*WHAT TO PRODUCE*. Transcribe the whole listing below without changing a word, but leave out every image.
---------- DATA FOR THE TASK ----------
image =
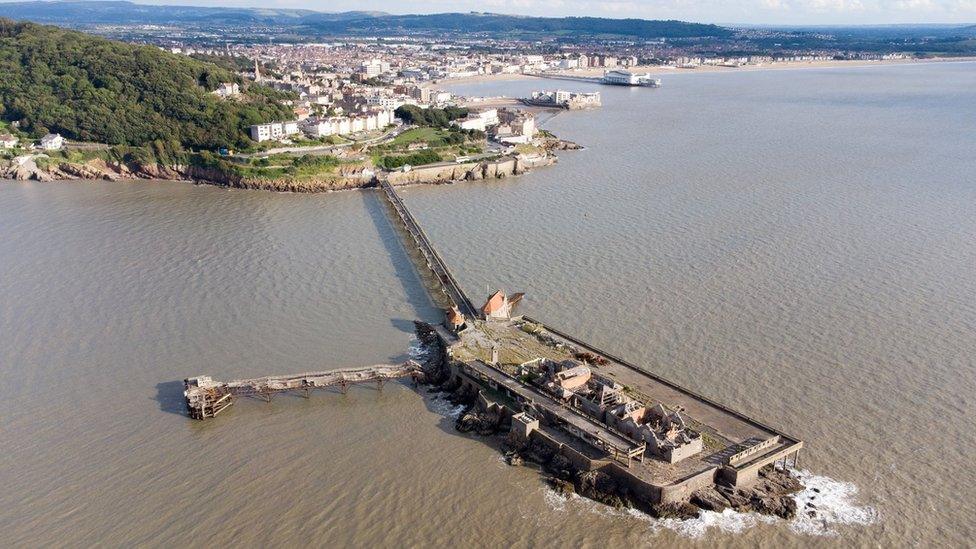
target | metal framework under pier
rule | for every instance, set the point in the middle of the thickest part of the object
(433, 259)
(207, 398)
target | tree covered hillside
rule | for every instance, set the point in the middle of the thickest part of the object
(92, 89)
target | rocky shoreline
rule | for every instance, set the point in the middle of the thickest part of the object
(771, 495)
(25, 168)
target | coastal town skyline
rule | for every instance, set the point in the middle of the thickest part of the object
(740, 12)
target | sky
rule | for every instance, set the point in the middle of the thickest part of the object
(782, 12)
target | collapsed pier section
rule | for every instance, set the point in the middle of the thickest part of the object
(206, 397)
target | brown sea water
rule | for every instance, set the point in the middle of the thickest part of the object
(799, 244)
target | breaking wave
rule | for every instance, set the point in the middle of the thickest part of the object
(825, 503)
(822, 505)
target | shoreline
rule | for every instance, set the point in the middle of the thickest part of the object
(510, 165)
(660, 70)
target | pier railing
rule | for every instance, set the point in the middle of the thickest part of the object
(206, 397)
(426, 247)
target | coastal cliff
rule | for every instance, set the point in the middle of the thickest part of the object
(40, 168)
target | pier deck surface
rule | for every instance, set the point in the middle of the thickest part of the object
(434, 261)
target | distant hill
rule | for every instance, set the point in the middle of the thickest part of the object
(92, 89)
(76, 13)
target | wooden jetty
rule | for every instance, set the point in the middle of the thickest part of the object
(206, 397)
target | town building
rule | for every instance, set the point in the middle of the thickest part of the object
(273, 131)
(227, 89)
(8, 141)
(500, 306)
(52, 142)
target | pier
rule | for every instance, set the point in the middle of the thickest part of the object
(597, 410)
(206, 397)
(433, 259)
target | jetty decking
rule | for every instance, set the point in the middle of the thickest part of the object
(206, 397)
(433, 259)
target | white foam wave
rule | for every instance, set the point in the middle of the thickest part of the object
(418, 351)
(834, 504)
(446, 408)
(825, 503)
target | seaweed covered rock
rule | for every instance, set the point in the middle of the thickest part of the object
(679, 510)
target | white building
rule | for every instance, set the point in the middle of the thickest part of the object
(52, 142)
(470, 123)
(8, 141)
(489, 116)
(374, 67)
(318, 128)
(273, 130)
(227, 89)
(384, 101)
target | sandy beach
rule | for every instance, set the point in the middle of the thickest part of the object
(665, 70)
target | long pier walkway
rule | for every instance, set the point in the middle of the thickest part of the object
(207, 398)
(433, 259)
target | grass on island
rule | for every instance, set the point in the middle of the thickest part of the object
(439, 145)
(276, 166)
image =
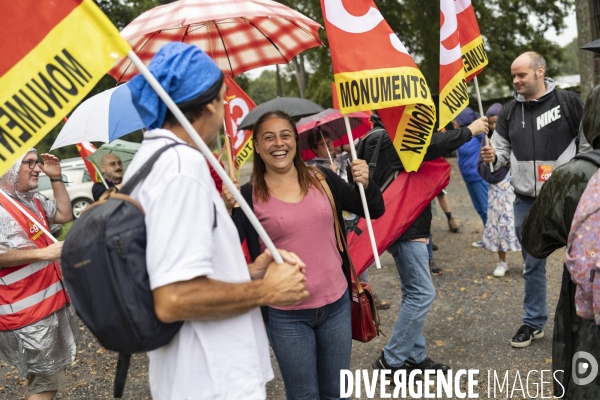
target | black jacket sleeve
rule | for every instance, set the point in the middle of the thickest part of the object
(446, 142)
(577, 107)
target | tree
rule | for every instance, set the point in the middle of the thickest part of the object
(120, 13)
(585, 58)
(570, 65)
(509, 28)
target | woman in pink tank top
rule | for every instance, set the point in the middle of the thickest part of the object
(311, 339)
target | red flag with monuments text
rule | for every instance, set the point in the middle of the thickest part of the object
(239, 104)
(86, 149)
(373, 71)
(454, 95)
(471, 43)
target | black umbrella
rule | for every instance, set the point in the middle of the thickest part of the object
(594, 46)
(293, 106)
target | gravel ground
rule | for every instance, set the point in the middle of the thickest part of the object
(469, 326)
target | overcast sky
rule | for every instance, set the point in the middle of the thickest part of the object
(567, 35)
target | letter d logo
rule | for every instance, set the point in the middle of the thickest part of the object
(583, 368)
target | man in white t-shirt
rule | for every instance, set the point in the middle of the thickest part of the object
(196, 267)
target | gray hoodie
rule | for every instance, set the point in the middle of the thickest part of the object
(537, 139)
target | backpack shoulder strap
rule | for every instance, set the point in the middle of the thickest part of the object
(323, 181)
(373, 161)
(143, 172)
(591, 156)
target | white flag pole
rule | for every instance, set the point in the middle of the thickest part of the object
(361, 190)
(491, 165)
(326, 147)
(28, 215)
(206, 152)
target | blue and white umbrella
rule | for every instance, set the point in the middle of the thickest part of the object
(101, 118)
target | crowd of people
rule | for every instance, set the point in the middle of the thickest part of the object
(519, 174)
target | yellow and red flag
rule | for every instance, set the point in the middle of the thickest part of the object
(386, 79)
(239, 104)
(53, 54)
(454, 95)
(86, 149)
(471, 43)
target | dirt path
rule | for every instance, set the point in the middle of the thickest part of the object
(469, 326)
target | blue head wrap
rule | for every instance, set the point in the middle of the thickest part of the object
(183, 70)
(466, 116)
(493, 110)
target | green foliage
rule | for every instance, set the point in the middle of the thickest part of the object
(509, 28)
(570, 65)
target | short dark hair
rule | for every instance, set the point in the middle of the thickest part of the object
----------
*REPLY*.
image =
target | metal framework under pier
rule | for every instance, set the point in the middle of the thickest part of the object
(433, 259)
(207, 398)
target | tree covered hillside
rule | for every instance, set the point in the middle of the thickest part of the object
(92, 89)
target | rocky shoreline
rule | for every instance, set the point in the middle of the thickest part of the object
(771, 495)
(25, 168)
target | coastal town skyline
rule | for every instance, set the point in the middle of the thickest part of the object
(740, 12)
target | sky
rule | for every instance, set the point in the middle of the thickest part of the object
(782, 12)
target | collapsed pier section
rule | for every instance, set the point in the middle of the thickest part of the object
(206, 397)
target | brown sea water
rule | for every instance, set the point in the middle of the thickest part of the object
(799, 244)
target | breaking wave
rule | for every instance, set the point in the middle of the thickest part of the object
(825, 503)
(822, 505)
target | shoreline
rule | for every instance, set the point in the middle of the thickest part of the object
(510, 165)
(660, 70)
target | pier railing
rule | for every instance, set the point in the middle of the thickest part of the object
(206, 397)
(426, 247)
target | coastal cliff
rule | for every instance, set the point in the middle of the thickest part of the object
(40, 168)
target | pier deck surface
rule | for every instance, set the point in the middle of the thickest part of the object
(434, 261)
target | distant hill
rule | for every instance, set the point in the middle of the thickest part of the object
(92, 89)
(76, 13)
target | wooden jetty
rule | for every instance, set the point in the middle of the thickest part of the object
(206, 397)
target | town building
rule | for every instance, set the point in the middle of the thickest part of the object
(273, 131)
(227, 89)
(8, 141)
(500, 306)
(52, 142)
target | pier
rule | for every instance, set the point in the middle of the thickest part of the object
(597, 410)
(206, 397)
(433, 259)
target | jetty decking
rule | for every instance, set the point in the middle of the thickest part of the object
(206, 397)
(433, 259)
target | white foam wave
rule | for every instance, set the point in the middle of the thickest part of the object
(418, 351)
(834, 504)
(446, 408)
(825, 503)
target | seaweed covered rock
rule | for every instance, set the point in the middle of the thickest part of the object
(679, 510)
target | white building
rule | for every instance, set the point in the middle of the thickest part of the object
(52, 142)
(470, 123)
(8, 141)
(489, 116)
(374, 67)
(318, 128)
(273, 130)
(227, 89)
(384, 101)
target | sandy beach
rule | for every instance, set the point in the middle of the thickest part of the object
(665, 70)
target | long pier walkway
rule | for every instance, set the point in the middle of the thickest part of the object
(207, 398)
(433, 259)
target | grass on island
rule | for every instance, set the point in the middle of the thickest part of the object
(439, 145)
(276, 166)
image =
target | black jacket sleeve
rule | for every instance, set the point in the middle of the thickest part of the object
(446, 142)
(577, 107)
target | tree
rule | for every instance, set the point in the middle of the thickest part of the object
(120, 13)
(585, 58)
(570, 65)
(509, 28)
target | woman in pink tank top
rule | for every instance, set the point in the middle of the thickest part of the object
(311, 339)
target | red flag with monuments text
rule | for every instance, set the point in the middle of the thickest part of the object
(239, 104)
(86, 149)
(373, 71)
(454, 95)
(471, 43)
target | black umbrella
rule | for every instance, set the point in the middle of the thickest part of the object
(594, 46)
(293, 106)
target | gravel ground
rule | for every instance, set the point in the middle of the thickest part of the object
(469, 326)
target | overcast sky
rule | for every instance, set the point in the middle of the thickest part of the object
(567, 35)
target | letter d logo
rule | for every instance, set the point in the middle of the thickest part of the object
(583, 368)
target | man in white t-shirt
rule | for every instance, set the point in the middle of the thickest part of the object
(196, 267)
target | gray hoodie
rule | for every instance, set the point in the middle of the thickest part of the object
(537, 139)
target | backpack shoulder strap
rule | for every instance, set the point in the middle of the thickest part of the object
(323, 181)
(373, 161)
(143, 172)
(591, 156)
target | white flag pole
rule | for every instance, set the point in the middle of the thickest part of the object
(361, 190)
(491, 165)
(326, 147)
(28, 215)
(206, 152)
target | blue and white umbrella
rule | for every instance, set the point in the middle of the thickest part of the object
(101, 118)
target | crowd of people
rule | for every instance, set the point in the middle of the thickest part of the object
(519, 174)
target | yellow and red flag
rule | for every instance, set the point in the middle of the thickest part of the object
(386, 79)
(239, 104)
(53, 54)
(454, 95)
(86, 149)
(471, 43)
target | dirt path
rule | for every instance, set the point in the middle of the thickest part of the object
(469, 326)
target | blue head wrap
rule | for every instance, set the point in the middle of the thickest part of the object
(183, 70)
(466, 116)
(493, 110)
target | green foliage
rule | for every instance, set the point in the middle of the thickest part of the object
(509, 28)
(570, 65)
target | short dark hair
rule | for every instance, set the point in the middle of the thickest part of the object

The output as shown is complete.